▶ [STATED PROBLEM]: Every line from the line containing "the red and" through the final line of the data is to be printed exactly; no other line is to appear.
────
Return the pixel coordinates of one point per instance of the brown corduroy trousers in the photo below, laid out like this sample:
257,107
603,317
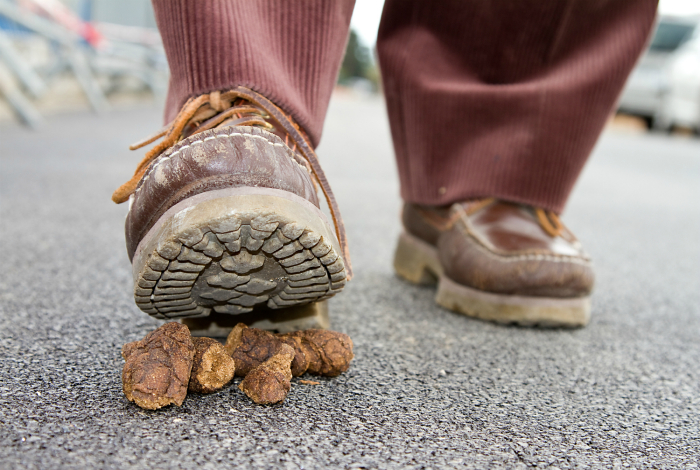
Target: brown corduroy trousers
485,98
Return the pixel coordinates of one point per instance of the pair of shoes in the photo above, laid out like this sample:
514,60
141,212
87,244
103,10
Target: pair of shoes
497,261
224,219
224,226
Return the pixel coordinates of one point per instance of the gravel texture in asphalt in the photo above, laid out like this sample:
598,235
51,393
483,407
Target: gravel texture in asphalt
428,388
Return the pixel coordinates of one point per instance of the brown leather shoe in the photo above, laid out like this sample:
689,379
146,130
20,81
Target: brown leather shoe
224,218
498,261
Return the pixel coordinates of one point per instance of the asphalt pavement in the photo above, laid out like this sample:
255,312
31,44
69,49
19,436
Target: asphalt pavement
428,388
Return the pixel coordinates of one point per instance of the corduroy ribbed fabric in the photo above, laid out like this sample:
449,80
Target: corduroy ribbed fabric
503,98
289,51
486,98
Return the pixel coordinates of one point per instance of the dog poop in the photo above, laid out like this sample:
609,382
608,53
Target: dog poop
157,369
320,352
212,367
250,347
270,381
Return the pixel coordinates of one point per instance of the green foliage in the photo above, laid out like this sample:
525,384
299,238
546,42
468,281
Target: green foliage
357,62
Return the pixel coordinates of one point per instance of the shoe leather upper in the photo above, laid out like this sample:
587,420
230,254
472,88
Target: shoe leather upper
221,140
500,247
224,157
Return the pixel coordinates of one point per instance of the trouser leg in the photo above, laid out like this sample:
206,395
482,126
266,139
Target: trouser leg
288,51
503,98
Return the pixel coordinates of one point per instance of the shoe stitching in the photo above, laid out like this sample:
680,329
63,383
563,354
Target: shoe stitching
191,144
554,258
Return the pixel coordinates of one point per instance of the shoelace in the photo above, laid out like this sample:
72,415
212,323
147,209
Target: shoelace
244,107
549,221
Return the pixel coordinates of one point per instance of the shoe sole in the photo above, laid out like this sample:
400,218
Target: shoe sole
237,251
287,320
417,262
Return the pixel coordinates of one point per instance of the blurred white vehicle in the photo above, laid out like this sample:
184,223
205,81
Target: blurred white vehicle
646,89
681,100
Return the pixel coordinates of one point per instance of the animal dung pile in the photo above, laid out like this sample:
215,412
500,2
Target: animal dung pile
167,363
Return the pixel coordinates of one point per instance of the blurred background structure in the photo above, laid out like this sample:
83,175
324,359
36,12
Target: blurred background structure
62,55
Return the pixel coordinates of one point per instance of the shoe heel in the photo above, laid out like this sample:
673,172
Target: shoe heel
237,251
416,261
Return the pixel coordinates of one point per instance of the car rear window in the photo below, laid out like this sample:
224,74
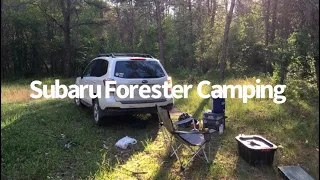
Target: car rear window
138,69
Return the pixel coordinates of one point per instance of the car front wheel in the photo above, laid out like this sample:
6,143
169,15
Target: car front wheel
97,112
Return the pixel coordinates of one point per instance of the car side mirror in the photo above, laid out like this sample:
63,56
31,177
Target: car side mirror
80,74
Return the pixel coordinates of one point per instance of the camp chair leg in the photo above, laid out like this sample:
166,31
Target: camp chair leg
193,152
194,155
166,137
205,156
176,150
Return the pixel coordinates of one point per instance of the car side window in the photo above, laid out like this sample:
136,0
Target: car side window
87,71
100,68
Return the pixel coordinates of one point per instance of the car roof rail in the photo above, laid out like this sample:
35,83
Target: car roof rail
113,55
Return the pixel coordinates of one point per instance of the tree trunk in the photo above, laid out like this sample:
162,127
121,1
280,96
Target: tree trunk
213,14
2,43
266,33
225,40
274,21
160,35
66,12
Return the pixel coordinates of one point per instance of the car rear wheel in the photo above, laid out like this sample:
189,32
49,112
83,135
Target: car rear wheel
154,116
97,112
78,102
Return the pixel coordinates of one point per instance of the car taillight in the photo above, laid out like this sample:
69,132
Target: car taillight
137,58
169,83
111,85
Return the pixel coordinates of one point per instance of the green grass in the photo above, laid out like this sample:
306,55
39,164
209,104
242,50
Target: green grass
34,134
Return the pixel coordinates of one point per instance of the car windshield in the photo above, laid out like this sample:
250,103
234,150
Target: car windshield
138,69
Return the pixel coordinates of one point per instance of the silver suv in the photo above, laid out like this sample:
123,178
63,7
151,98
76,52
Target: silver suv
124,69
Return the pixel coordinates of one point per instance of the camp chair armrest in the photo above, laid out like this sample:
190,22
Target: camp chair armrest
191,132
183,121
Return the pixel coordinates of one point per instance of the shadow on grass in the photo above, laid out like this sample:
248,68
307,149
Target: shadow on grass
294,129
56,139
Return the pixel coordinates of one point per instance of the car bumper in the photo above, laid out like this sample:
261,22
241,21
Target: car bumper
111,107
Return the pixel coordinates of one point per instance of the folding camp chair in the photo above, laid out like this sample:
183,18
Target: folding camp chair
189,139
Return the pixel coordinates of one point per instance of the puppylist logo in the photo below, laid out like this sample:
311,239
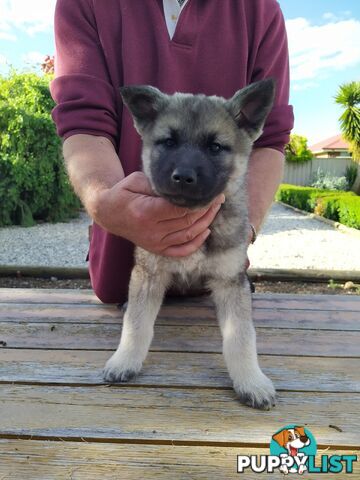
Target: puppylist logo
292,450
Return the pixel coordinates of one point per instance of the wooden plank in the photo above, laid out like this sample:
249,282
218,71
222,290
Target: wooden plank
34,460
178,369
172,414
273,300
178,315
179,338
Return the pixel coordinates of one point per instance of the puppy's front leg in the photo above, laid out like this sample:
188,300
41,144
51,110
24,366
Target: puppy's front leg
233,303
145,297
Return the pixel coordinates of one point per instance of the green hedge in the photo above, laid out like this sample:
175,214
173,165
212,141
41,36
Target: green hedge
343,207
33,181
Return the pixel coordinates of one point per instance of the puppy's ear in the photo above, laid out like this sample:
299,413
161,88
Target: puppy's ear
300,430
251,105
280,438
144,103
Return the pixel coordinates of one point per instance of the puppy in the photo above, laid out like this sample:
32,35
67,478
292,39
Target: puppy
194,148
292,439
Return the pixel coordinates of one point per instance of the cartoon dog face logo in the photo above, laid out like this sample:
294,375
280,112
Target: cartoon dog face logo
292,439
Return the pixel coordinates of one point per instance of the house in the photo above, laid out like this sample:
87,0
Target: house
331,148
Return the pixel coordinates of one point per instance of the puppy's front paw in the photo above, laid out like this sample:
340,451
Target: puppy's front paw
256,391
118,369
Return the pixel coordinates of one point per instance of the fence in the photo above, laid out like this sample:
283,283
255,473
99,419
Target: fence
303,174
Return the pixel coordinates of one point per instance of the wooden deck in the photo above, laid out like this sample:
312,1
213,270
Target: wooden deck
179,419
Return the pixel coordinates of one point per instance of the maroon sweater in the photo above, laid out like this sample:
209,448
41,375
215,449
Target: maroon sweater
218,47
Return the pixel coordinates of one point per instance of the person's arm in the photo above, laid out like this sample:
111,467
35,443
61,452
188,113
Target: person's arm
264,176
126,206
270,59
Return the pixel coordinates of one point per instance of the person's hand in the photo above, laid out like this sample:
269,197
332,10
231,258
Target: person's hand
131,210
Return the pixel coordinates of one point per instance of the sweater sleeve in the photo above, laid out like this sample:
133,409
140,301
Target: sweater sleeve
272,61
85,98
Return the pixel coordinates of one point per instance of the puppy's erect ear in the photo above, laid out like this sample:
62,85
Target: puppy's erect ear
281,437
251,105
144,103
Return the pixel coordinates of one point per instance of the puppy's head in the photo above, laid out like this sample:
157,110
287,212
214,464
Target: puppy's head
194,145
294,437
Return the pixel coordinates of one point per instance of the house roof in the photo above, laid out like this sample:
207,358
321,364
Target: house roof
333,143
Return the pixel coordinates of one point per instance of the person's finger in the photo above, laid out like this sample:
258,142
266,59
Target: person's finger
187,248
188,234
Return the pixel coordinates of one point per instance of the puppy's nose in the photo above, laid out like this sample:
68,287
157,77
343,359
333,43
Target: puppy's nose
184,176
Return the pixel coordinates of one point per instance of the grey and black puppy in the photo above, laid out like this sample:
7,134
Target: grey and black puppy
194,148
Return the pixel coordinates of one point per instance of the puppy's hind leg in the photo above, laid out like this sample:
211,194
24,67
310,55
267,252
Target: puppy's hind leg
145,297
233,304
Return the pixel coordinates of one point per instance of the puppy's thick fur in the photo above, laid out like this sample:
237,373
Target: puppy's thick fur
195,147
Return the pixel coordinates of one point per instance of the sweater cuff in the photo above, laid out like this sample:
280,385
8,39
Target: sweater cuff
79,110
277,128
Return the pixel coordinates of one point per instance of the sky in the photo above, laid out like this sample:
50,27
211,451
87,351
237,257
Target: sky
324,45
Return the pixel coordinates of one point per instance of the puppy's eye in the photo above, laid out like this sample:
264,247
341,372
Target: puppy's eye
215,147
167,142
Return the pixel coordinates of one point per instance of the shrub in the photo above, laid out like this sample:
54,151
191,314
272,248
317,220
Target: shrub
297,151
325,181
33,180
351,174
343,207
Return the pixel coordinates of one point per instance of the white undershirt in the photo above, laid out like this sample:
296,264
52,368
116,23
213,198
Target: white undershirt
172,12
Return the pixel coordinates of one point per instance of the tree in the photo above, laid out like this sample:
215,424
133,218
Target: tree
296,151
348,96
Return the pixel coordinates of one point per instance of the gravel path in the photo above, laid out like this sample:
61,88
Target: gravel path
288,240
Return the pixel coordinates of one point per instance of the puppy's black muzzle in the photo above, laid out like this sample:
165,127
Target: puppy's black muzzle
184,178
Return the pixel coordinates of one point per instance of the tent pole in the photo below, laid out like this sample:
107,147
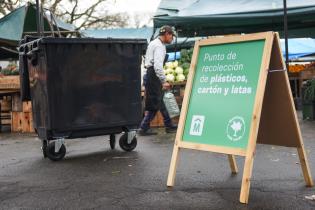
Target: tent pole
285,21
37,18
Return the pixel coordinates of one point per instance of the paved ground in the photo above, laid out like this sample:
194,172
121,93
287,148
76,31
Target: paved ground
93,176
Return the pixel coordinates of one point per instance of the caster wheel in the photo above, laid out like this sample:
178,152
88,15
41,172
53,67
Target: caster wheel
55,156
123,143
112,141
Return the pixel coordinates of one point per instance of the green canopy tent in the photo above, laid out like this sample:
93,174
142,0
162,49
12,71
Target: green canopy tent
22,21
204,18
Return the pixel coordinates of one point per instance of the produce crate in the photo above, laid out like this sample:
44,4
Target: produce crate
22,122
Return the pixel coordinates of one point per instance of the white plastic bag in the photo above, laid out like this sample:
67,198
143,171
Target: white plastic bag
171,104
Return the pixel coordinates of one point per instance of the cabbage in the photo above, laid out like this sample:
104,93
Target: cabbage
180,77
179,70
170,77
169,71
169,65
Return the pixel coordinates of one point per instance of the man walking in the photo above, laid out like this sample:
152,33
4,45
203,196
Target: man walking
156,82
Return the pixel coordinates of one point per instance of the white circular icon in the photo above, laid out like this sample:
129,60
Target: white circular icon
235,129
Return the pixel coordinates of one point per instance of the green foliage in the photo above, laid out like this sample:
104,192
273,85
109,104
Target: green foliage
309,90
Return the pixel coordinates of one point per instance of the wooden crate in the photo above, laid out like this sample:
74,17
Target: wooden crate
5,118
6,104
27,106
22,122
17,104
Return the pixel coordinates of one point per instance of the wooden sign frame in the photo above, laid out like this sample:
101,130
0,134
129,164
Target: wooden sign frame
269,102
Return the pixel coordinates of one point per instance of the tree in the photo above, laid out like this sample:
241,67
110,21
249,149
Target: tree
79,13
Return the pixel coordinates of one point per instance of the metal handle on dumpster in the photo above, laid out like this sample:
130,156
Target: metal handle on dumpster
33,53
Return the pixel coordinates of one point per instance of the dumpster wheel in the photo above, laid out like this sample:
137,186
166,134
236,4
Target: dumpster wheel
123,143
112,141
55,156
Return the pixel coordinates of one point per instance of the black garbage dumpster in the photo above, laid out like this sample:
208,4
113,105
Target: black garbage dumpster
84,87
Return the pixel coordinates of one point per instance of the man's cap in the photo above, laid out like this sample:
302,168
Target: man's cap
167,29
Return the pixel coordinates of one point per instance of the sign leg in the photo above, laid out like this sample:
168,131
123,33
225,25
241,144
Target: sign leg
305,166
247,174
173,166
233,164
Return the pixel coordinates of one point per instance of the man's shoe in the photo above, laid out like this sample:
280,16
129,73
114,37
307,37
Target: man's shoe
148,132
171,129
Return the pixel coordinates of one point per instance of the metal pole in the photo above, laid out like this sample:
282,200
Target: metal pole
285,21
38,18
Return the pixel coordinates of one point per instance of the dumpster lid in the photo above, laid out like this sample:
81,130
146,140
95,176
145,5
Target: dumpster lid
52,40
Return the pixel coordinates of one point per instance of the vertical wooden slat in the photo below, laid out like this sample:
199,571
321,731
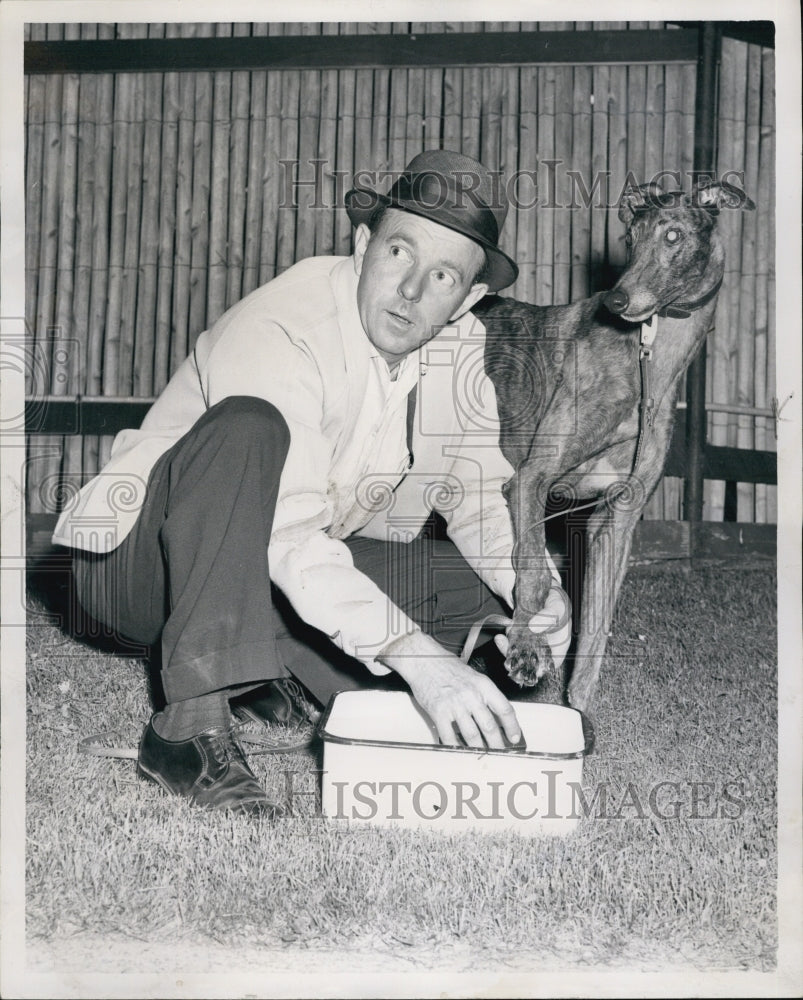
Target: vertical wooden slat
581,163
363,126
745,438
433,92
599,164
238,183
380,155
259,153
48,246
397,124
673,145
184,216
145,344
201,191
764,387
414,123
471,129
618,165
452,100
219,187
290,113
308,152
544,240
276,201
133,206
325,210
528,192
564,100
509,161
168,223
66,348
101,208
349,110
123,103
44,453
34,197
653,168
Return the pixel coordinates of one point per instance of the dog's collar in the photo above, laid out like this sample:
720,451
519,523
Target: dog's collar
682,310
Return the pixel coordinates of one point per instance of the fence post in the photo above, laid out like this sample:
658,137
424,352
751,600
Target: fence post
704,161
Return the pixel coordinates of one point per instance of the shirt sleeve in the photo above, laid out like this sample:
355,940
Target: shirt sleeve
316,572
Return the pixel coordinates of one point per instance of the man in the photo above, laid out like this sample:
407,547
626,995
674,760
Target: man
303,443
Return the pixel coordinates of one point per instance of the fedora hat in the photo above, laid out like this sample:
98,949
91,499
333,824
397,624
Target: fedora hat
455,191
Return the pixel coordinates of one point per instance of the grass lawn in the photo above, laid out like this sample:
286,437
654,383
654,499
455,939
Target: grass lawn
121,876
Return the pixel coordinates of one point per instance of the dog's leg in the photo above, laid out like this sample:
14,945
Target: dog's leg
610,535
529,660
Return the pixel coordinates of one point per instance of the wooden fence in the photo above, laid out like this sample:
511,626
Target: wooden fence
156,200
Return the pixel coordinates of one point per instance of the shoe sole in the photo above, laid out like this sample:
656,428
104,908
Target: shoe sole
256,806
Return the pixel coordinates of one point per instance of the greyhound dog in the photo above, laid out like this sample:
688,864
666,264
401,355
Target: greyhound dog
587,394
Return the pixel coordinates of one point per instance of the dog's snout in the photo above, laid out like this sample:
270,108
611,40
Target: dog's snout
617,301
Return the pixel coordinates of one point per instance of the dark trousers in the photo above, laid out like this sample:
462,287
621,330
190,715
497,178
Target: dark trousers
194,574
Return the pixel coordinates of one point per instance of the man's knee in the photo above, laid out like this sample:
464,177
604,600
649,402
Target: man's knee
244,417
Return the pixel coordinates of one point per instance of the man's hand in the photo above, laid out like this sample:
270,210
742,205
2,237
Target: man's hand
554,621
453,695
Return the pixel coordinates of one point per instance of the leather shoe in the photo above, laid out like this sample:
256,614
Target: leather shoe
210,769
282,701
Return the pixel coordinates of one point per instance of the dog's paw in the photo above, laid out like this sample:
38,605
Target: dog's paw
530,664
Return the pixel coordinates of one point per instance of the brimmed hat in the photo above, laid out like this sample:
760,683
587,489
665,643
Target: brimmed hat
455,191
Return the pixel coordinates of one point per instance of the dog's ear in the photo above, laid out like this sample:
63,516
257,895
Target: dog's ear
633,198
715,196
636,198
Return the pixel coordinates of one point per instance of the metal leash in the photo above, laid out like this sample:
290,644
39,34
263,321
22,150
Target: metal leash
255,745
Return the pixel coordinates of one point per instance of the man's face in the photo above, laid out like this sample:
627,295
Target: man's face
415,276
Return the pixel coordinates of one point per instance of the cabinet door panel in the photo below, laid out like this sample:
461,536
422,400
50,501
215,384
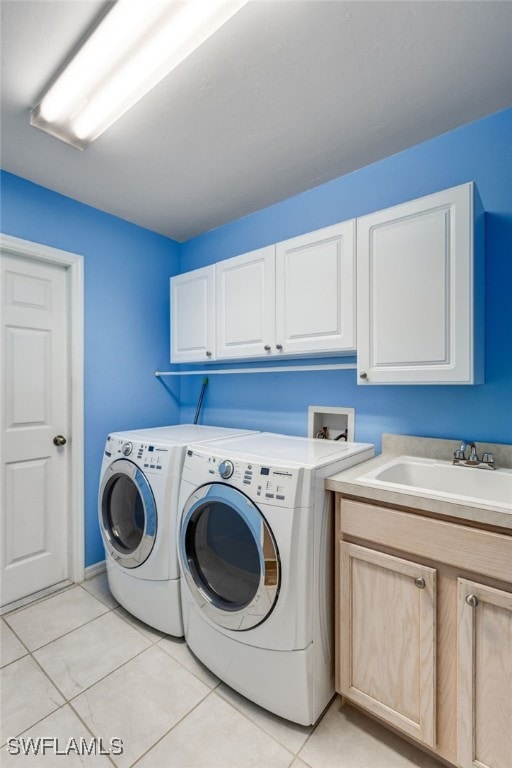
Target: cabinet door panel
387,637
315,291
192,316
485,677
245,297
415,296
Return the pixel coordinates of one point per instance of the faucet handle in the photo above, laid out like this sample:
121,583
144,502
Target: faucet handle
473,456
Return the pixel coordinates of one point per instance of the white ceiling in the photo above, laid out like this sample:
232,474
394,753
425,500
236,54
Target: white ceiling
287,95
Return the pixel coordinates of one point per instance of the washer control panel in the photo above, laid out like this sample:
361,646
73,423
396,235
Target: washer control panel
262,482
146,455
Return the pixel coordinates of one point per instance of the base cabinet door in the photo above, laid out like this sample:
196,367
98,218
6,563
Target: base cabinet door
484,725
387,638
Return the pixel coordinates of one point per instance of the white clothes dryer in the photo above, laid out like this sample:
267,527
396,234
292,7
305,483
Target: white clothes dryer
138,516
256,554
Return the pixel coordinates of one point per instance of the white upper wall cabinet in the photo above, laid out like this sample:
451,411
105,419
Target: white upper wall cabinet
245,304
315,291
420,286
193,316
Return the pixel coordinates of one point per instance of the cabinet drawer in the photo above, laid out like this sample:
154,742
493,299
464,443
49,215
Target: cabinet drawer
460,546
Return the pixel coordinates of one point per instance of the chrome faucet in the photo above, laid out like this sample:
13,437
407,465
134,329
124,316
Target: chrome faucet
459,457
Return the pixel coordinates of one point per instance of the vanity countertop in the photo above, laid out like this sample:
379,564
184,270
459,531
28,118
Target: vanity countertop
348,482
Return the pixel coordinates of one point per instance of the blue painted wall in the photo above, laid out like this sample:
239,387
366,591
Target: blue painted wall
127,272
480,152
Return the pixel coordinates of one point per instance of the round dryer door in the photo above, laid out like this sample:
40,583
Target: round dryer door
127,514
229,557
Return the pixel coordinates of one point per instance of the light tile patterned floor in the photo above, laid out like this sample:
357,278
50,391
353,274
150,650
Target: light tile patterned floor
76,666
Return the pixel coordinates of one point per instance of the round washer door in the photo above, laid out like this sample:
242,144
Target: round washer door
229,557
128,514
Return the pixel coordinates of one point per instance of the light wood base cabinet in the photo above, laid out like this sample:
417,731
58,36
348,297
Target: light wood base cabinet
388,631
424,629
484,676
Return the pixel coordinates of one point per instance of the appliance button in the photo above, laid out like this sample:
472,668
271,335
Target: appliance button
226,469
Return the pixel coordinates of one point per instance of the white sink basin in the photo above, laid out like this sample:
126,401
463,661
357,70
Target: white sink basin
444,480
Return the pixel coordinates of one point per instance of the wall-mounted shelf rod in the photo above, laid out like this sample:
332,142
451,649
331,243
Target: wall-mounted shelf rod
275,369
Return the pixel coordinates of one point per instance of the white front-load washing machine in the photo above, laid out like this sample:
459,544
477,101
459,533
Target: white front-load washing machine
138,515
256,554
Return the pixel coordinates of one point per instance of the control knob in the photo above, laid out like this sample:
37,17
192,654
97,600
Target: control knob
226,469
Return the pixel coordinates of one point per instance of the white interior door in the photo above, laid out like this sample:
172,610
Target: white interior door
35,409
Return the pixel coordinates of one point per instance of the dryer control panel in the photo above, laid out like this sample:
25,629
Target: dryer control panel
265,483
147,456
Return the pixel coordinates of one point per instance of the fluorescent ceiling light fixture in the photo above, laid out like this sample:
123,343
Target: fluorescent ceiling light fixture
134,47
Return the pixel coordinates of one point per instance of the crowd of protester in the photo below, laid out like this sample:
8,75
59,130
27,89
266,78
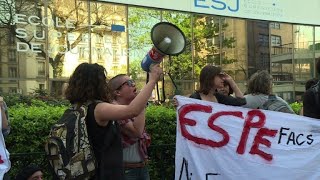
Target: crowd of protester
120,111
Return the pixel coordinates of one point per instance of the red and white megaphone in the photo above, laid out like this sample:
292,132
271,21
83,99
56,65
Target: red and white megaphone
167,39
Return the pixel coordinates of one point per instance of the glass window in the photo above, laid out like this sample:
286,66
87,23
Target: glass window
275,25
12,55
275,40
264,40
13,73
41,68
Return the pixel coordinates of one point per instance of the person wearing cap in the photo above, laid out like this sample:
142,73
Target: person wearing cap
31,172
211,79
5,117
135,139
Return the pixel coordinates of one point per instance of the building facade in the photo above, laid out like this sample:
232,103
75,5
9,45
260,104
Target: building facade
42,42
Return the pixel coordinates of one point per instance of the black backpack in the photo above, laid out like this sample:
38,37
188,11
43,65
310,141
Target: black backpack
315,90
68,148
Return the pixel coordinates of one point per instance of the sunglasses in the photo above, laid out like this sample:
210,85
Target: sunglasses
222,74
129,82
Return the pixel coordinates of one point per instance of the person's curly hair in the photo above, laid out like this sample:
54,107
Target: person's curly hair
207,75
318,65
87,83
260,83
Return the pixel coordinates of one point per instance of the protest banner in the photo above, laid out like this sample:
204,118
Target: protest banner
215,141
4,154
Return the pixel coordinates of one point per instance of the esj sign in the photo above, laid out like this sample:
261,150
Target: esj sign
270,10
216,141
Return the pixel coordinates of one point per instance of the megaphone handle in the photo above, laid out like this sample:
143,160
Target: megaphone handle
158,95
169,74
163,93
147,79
────
▶ [RESULT]:
Return the pixel coordinates of one point per instance of the red and white megaphone in the photo above, laid out like this sample:
292,132
271,21
83,99
56,65
Target: red and white megaphone
167,39
Return the pixel coordinates of one point per instance of the glass window in the photo above, laid out like this sample:
286,66
87,23
Target: glass window
275,25
12,55
275,40
264,40
13,73
41,68
Return the pixel coordinates of one point per instance of the person wearing cap in the photo above, laid out like this sample:
142,73
Target: person wearing cap
31,172
211,79
5,117
135,139
Return the pixel coordinates of one point per instance of the building facade in the photo above, laid out like this sample:
232,103
75,5
9,45
260,104
Target: building facade
42,42
Return the pixel coordinates of one point per instance of the black backpack in the photo above, laid out like this sample:
38,37
188,11
43,65
310,141
Target: black backpack
315,90
68,148
Return the pixel coordinates of one point per instance of the sunglasses in the photo above, laid out like this sample:
210,85
Target: sunglasses
222,74
129,82
Return the pixel coordinates of one point per instance of the person's curly hair in the photo above, laid out like this sample:
54,107
Target: person's curly hair
207,75
318,65
87,83
260,83
Return the pixel coordinates of one point per instance of the protest banner in the photo above, laid out like this sample:
204,118
Target: protest banner
215,141
4,154
Return the pixel coordinates of one point per instance of the esj sign in the photo above, laid out like this sample:
261,150
Target: esj sign
270,10
216,141
Return the pixel coordinates of one point per instance of the megaphone handle in the photo above, laid out like this sample:
143,160
Target: megaphone handle
158,95
169,74
163,93
147,79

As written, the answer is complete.